=== Supplied records ===
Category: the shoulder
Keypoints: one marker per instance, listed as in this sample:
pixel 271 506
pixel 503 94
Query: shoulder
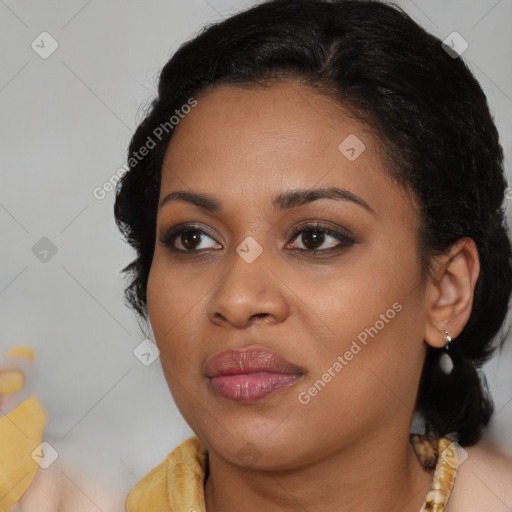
pixel 483 482
pixel 176 478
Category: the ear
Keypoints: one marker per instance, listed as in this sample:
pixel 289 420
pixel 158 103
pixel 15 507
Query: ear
pixel 451 289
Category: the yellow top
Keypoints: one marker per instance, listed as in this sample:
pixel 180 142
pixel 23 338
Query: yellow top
pixel 177 483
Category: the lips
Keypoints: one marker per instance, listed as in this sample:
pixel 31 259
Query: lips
pixel 250 375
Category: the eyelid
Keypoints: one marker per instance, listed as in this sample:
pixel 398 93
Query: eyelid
pixel 343 235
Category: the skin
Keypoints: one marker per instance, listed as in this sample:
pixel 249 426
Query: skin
pixel 348 448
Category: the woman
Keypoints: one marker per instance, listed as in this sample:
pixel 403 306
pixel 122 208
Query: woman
pixel 316 203
pixel 323 257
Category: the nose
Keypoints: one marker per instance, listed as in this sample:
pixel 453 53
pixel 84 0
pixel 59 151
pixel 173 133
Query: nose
pixel 248 293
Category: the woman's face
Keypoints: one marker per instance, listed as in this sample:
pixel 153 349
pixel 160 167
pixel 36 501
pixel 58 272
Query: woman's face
pixel 343 303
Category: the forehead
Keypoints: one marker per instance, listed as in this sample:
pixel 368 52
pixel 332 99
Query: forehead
pixel 256 142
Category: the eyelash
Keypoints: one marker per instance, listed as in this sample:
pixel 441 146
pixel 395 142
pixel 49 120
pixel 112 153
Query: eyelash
pixel 345 242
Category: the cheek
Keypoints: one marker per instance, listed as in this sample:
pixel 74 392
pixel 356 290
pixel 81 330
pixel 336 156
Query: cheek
pixel 173 307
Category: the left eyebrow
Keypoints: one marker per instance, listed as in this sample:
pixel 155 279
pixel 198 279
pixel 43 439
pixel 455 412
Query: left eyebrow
pixel 284 201
pixel 295 198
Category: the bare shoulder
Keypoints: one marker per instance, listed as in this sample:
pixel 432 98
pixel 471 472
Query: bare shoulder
pixel 484 481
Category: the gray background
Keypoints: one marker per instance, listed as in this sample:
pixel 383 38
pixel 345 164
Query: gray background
pixel 65 125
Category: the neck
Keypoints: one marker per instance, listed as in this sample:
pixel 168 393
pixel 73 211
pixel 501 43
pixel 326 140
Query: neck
pixel 370 474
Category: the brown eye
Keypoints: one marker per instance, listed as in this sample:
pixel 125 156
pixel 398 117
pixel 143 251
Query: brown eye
pixel 187 239
pixel 317 239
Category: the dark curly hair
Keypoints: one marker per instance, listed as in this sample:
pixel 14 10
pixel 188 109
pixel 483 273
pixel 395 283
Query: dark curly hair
pixel 439 143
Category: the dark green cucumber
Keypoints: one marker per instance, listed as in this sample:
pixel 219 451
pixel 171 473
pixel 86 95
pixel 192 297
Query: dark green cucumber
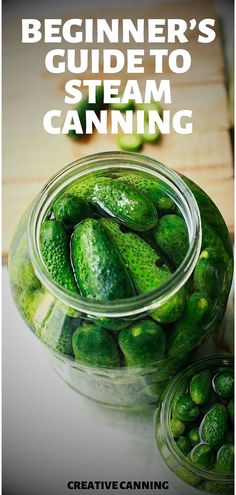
pixel 95 346
pixel 143 343
pixel 230 408
pixel 58 329
pixel 193 436
pixel 183 445
pixel 55 250
pixel 224 384
pixel 225 459
pixel 71 209
pixel 188 331
pixel 209 272
pixel 151 188
pixel 213 428
pixel 177 427
pixel 185 409
pixel 202 455
pixel 22 271
pixel 171 234
pixel 99 269
pixel 141 261
pixel 84 105
pixel 125 203
pixel 200 387
pixel 82 188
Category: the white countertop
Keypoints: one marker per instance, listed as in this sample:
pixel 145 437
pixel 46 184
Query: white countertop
pixel 52 435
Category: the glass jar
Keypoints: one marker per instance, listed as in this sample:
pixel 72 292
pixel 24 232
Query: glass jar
pixel 188 478
pixel 53 313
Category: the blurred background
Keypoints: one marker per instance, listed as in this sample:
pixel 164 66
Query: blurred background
pixel 51 434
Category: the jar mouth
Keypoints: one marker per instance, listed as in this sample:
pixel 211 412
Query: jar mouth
pixel 111 161
pixel 166 411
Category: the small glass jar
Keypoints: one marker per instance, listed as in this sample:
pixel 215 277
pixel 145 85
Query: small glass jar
pixel 53 313
pixel 187 477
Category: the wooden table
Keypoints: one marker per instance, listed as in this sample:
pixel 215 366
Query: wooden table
pixel 31 156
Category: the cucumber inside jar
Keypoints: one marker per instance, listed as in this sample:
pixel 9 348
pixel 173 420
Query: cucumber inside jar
pixel 201 419
pixel 116 235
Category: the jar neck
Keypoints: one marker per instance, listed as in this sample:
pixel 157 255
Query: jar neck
pixel 105 162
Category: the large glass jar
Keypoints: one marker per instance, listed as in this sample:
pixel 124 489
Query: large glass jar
pixel 54 314
pixel 178 452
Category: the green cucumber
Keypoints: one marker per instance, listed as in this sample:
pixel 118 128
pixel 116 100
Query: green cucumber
pixel 55 250
pixel 71 209
pixel 185 409
pixel 22 272
pixel 193 436
pixel 171 235
pixel 143 343
pixel 225 459
pixel 188 331
pixel 230 408
pixel 224 384
pixel 209 272
pixel 202 455
pixel 183 445
pixel 150 187
pixel 213 428
pixel 141 261
pixel 177 427
pixel 125 203
pixel 95 346
pixel 99 270
pixel 200 387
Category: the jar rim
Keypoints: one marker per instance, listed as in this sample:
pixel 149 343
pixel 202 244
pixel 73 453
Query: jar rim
pixel 169 391
pixel 111 161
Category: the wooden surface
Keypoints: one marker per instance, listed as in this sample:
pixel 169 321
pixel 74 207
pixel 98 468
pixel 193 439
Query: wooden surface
pixel 31 156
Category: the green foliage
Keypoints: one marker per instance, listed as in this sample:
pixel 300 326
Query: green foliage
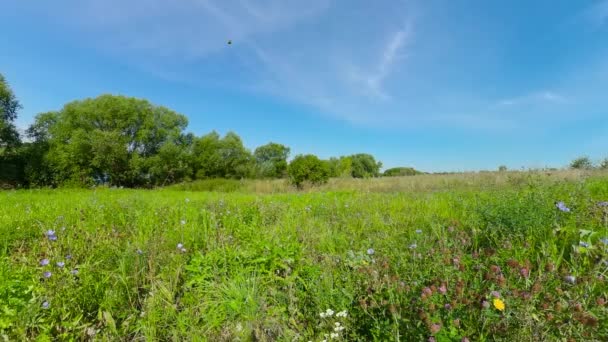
pixel 364 166
pixel 340 167
pixel 308 168
pixel 9 137
pixel 111 139
pixel 401 171
pixel 395 266
pixel 581 163
pixel 271 160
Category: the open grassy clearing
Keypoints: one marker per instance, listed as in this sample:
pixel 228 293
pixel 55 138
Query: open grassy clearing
pixel 486 260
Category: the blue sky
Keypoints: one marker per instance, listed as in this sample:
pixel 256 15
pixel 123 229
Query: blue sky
pixel 438 85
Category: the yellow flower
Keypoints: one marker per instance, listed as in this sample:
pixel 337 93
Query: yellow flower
pixel 499 304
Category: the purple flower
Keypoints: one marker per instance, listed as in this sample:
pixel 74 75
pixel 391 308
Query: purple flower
pixel 562 207
pixel 570 279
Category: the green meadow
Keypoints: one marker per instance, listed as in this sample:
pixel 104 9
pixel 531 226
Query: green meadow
pixel 494 257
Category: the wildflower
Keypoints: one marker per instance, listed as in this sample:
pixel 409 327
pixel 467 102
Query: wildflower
pixel 562 207
pixel 50 234
pixel 570 279
pixel 499 304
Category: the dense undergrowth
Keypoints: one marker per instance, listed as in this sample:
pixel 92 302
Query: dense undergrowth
pixel 515 263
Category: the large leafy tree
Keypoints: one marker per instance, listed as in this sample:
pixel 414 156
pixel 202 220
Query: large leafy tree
pixel 308 168
pixel 112 139
pixel 271 160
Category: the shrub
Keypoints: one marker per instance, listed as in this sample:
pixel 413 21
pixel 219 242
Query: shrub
pixel 308 168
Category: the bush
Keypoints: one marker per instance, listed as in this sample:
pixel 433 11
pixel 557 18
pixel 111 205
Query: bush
pixel 581 163
pixel 401 171
pixel 308 168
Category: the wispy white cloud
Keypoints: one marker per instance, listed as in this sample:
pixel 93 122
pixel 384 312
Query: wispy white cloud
pixel 545 96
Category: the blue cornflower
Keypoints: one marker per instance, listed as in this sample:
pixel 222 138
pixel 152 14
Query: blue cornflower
pixel 562 207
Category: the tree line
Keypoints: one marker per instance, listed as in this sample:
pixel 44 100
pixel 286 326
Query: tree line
pixel 124 141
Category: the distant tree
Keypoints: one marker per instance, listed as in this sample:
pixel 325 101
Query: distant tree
pixel 215 157
pixel 401 171
pixel 581 163
pixel 340 167
pixel 110 139
pixel 271 160
pixel 308 168
pixel 364 166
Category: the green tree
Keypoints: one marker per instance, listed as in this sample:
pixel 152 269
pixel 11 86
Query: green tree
pixel 340 167
pixel 581 163
pixel 308 168
pixel 364 165
pixel 401 171
pixel 271 160
pixel 110 138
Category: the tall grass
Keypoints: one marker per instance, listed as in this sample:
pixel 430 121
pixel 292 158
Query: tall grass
pixel 408 259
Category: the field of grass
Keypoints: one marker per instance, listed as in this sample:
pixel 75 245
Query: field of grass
pixel 424 258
===
_Task item_
Everything from the line containing "Query: tree line" through the final line above must be copied exactly, with both ends kept.

_Output below_
Query: tree line
pixel 124 141
Category: the distant tree
Keypoints: one marker per instance, listed as in this sample:
pixel 325 101
Query: distant tree
pixel 215 157
pixel 401 171
pixel 581 163
pixel 340 167
pixel 110 139
pixel 271 160
pixel 308 168
pixel 364 166
Category: the green tree
Keypoints: one marker per instance, listed as in this sample:
pixel 152 269
pixel 11 86
Query: green tree
pixel 340 167
pixel 581 163
pixel 308 168
pixel 364 165
pixel 401 171
pixel 271 160
pixel 110 138
Category: the tall grass
Keypoints: one marker per instance, listed as in this sample:
pixel 430 121
pixel 292 158
Query: tall grass
pixel 408 259
Category: the field of grass
Keypoints: one marker per instance, listed as in this sample:
pixel 75 245
Query: field of grass
pixel 424 258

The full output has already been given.